— start —
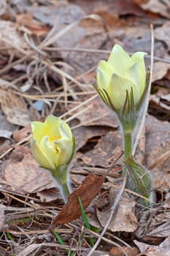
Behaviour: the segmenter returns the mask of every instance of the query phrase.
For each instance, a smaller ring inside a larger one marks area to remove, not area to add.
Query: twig
[[[149,105],[149,97],[150,97],[150,88],[151,88],[151,82],[152,82],[152,69],[153,69],[153,54],[154,54],[154,31],[153,31],[153,26],[152,24],[150,25],[150,31],[151,31],[151,48],[150,48],[150,84],[149,84],[149,88],[147,89],[147,93],[146,97],[146,99],[144,102],[144,111],[142,113],[142,121],[140,124],[139,124],[138,126],[138,132],[136,136],[136,139],[134,143],[134,146],[132,148],[132,155],[135,154],[136,148],[138,144],[138,141],[140,138],[140,135],[144,124],[146,116],[147,116],[147,108]]]
[[[96,249],[97,248],[97,246],[98,246],[98,244],[100,244],[100,241],[102,239],[102,237],[104,236],[105,232],[107,231],[108,227],[109,227],[109,225],[115,213],[115,210],[117,208],[117,206],[118,206],[118,203],[120,202],[120,200],[122,197],[122,195],[123,193],[123,191],[124,191],[124,189],[125,187],[125,184],[126,184],[126,181],[127,181],[127,172],[125,173],[125,177],[124,177],[124,179],[123,179],[123,184],[122,184],[122,187],[121,189],[120,189],[119,191],[119,193],[111,208],[111,211],[110,211],[110,216],[109,216],[109,219],[107,220],[107,222],[103,230],[103,231],[101,232],[101,236],[99,236],[99,238],[98,238],[98,240],[96,241],[95,245],[93,246],[93,247],[90,249],[90,251],[88,252],[88,255],[87,256],[91,256],[93,255],[93,253],[95,252]],[[122,249],[122,248],[121,248]],[[127,253],[123,251],[123,253],[125,254],[125,255],[128,256]]]

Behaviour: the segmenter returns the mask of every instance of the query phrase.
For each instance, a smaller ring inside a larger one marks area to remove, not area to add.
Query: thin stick
[[[90,249],[90,251],[88,252],[87,256],[91,256],[93,255],[93,253],[95,252],[95,250],[97,248],[97,246],[98,246],[98,244],[100,244],[100,241],[102,239],[102,237],[104,236],[105,232],[107,231],[107,228],[109,227],[109,223],[110,223],[110,222],[111,222],[114,214],[115,214],[116,208],[118,206],[120,200],[120,198],[122,197],[122,195],[123,193],[124,189],[125,187],[126,181],[127,181],[127,172],[125,174],[125,177],[124,177],[124,179],[123,179],[122,187],[120,189],[119,193],[118,193],[118,195],[117,195],[117,197],[116,197],[116,199],[115,199],[115,202],[114,202],[114,203],[113,203],[113,205],[112,205],[112,206],[111,208],[109,218],[108,219],[107,222],[107,224],[106,224],[103,231],[101,233],[101,236],[98,237],[98,238],[96,241],[95,245]],[[125,255],[128,256],[128,255],[125,253],[125,252],[124,252]]]
[[[139,142],[139,140],[141,136],[141,133],[143,129],[143,127],[144,125],[145,118],[147,116],[147,108],[149,105],[149,100],[150,100],[150,89],[151,89],[151,82],[152,82],[152,69],[153,69],[153,55],[154,55],[154,31],[153,31],[153,26],[152,24],[150,25],[150,31],[151,31],[151,48],[150,48],[150,84],[149,88],[147,92],[146,99],[145,99],[145,104],[144,106],[144,112],[142,113],[142,121],[138,126],[138,132],[136,136],[136,139],[133,146],[132,148],[132,155],[135,154],[136,148]]]

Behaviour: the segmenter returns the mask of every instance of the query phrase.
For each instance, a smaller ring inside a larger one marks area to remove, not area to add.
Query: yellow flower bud
[[[31,129],[31,148],[41,167],[54,170],[69,164],[74,151],[74,138],[65,121],[51,115],[44,123],[33,121]]]
[[[97,69],[97,91],[104,102],[120,113],[127,102],[137,105],[146,88],[146,69],[143,52],[136,52],[131,57],[115,45],[107,61],[101,61]],[[133,95],[132,95],[132,94]]]

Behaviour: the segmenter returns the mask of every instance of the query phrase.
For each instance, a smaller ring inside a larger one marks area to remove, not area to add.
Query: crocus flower
[[[74,151],[74,138],[63,120],[49,116],[31,123],[31,148],[40,167],[50,170],[66,201],[70,192],[69,165]]]
[[[117,113],[128,108],[127,97],[130,103],[137,105],[144,94],[146,88],[145,54],[136,52],[130,57],[121,46],[115,45],[108,61],[100,61],[97,69],[96,89],[104,102]]]

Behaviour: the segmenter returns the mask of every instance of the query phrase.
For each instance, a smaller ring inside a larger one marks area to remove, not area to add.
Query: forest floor
[[[161,0],[11,0],[0,9],[0,255],[90,255],[123,184],[117,116],[93,85],[113,45],[147,53],[148,113],[136,159],[152,174],[152,208],[125,189],[92,255],[170,255],[170,4]],[[32,121],[50,114],[76,140],[64,206],[34,159]],[[90,227],[80,217],[81,194]],[[140,195],[138,195],[140,196]],[[78,213],[77,213],[78,211]],[[59,218],[58,218],[59,217]]]

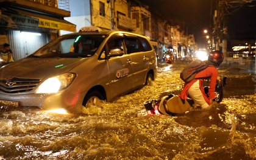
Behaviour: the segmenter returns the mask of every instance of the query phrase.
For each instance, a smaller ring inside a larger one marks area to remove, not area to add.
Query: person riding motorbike
[[[215,98],[215,85],[216,80],[219,80],[217,68],[224,60],[223,53],[219,50],[210,52],[208,60],[205,61],[210,64],[205,69],[198,72],[193,80],[185,83],[179,96],[182,99],[186,100],[189,96],[194,102],[195,107],[205,110],[210,108]],[[210,80],[208,89],[208,98],[204,91],[202,83],[204,80]]]
[[[173,55],[172,52],[168,49],[164,55],[164,58],[165,61],[168,63],[172,63],[172,61],[174,60],[174,55]]]

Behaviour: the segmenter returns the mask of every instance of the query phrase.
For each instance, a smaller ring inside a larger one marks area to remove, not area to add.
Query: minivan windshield
[[[102,35],[67,35],[48,43],[29,57],[77,58],[93,55],[104,40]]]

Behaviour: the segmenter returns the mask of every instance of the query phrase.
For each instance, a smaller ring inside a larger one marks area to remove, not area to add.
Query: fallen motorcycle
— end —
_OBJECTIVE_.
Rewrite the records from their start through the line with "Query: twig", replacing "area" with "region" and leaving everything else unchanged. Leave the pictures out of your answer.

_EXERCISE RESPONSE_.
Behaviour: the segmenter returns the mask of every instance of the query phrase.
For each instance, a smaller ring inside a larger one marks region to remove, not region to add.
Query: twig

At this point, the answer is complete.